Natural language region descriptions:
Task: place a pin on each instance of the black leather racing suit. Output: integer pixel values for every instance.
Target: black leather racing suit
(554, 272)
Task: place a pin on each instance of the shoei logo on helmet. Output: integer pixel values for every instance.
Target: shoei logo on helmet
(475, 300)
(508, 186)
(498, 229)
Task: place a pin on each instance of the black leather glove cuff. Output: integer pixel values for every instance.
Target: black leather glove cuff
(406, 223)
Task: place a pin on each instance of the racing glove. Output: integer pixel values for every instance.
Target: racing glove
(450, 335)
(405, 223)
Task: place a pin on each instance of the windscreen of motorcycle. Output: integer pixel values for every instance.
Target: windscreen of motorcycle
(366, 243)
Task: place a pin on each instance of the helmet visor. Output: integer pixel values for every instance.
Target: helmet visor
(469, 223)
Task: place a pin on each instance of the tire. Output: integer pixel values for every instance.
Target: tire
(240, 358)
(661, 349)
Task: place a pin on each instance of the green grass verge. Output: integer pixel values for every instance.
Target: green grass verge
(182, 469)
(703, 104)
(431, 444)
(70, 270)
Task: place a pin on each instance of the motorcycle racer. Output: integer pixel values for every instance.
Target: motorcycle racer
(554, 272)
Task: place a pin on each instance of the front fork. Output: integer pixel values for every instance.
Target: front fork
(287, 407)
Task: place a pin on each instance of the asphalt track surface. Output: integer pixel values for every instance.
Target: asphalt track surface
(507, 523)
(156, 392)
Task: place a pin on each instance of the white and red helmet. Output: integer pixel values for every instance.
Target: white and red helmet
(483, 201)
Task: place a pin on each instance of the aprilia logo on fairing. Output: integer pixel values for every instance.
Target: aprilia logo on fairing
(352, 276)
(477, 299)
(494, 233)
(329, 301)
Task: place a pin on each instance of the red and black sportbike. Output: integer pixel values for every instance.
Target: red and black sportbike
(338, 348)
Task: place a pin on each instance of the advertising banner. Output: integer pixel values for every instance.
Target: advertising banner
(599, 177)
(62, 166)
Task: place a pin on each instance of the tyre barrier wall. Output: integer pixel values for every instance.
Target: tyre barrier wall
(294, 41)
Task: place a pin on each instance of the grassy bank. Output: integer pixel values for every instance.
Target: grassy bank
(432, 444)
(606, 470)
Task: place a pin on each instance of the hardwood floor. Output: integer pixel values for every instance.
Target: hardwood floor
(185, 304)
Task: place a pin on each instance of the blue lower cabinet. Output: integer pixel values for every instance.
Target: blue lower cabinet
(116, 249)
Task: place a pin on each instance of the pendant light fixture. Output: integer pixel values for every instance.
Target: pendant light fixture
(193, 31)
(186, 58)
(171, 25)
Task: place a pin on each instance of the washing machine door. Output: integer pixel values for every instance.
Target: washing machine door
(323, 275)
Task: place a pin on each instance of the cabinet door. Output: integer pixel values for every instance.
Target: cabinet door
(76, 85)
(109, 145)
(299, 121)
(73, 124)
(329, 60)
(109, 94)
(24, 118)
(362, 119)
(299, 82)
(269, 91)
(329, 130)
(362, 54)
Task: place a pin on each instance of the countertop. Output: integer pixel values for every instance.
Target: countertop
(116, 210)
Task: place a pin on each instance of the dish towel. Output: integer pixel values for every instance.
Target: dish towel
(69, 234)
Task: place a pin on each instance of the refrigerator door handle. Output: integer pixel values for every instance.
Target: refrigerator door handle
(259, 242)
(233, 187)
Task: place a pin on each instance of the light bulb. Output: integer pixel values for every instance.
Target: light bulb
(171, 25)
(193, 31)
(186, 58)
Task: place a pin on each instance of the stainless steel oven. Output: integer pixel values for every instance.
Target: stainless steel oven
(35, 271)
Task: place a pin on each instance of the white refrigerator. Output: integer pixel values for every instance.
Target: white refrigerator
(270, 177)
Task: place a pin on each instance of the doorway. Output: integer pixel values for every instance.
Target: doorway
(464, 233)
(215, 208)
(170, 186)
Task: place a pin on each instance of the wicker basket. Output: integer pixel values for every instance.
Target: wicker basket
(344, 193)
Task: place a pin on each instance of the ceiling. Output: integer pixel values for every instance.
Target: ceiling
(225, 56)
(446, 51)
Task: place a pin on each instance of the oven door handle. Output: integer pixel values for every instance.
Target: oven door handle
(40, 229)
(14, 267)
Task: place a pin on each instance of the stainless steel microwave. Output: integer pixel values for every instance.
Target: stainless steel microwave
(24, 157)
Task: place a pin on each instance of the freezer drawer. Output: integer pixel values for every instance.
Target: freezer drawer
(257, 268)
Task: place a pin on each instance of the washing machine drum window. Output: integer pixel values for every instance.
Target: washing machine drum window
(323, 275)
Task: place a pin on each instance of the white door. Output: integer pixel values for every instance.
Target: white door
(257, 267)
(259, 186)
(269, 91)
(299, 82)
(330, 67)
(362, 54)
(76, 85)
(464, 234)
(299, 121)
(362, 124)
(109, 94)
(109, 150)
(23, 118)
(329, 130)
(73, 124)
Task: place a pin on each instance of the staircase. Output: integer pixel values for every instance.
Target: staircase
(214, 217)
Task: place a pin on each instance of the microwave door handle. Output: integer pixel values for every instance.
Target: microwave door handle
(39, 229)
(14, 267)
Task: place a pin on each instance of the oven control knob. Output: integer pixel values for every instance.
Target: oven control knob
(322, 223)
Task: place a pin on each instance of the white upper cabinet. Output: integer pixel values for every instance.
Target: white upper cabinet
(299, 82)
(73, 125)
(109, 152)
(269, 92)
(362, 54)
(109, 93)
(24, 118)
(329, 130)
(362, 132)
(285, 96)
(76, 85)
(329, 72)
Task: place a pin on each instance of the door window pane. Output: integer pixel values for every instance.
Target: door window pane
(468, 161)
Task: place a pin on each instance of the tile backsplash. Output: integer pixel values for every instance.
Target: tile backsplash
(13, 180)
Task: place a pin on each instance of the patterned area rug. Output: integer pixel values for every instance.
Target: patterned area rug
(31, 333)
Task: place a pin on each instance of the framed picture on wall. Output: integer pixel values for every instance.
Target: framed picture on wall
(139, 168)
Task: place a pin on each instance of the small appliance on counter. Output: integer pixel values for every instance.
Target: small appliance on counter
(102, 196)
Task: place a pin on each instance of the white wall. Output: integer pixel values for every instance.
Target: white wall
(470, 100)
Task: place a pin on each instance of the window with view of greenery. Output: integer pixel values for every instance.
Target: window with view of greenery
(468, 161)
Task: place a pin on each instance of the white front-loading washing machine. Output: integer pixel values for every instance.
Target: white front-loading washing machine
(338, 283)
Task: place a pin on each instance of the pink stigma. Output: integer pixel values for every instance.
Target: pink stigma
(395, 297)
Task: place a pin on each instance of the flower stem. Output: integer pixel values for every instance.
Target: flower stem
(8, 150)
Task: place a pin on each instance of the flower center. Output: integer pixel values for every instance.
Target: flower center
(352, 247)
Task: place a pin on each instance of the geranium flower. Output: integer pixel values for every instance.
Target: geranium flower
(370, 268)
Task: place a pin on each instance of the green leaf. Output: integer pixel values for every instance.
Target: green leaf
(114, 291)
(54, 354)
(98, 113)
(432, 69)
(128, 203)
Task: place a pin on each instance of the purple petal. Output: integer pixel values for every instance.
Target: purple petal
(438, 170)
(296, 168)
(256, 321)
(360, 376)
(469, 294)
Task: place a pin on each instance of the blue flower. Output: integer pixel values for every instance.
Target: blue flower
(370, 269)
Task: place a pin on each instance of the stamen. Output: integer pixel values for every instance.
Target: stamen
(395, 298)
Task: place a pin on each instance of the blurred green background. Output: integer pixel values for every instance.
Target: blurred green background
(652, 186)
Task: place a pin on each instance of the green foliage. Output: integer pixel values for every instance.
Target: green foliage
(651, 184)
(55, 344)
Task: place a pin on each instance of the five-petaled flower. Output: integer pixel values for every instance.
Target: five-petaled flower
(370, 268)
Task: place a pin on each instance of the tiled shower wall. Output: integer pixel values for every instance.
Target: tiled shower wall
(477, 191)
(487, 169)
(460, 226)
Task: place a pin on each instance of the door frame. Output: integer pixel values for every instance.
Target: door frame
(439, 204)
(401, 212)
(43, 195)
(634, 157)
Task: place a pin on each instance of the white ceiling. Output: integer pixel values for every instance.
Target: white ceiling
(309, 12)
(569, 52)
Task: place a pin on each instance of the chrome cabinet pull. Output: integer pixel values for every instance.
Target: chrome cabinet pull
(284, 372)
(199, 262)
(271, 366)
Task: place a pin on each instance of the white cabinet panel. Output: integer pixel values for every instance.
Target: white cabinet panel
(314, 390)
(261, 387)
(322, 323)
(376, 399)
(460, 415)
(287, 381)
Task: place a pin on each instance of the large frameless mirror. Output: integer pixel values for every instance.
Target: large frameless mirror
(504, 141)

WORK TASK: Could you restate word for word the lines above, from the one that contains "Target: black leather racing suit" through the one that contains "Task: place a pin on each instance of the windscreen", and no others?

RESULT:
Target: black leather racing suit
(554, 272)
Task: place a pin on each instance of the shoei logo on helmet. Output: integer pixel values for every instance.
Target: shoei logo on helmet
(475, 300)
(508, 186)
(498, 229)
Task: place a pin on each instance of the black leather glove cuff. Output: integer pixel values for every instance.
Target: black leather glove cuff
(406, 223)
Task: place a pin on each instance of the racing glove. Output: integer pixel values for every instance.
Target: racing glove
(450, 335)
(405, 223)
Task: place a pin on each instance of the windscreen of motorcycle. Output: integer pixel values for every instance.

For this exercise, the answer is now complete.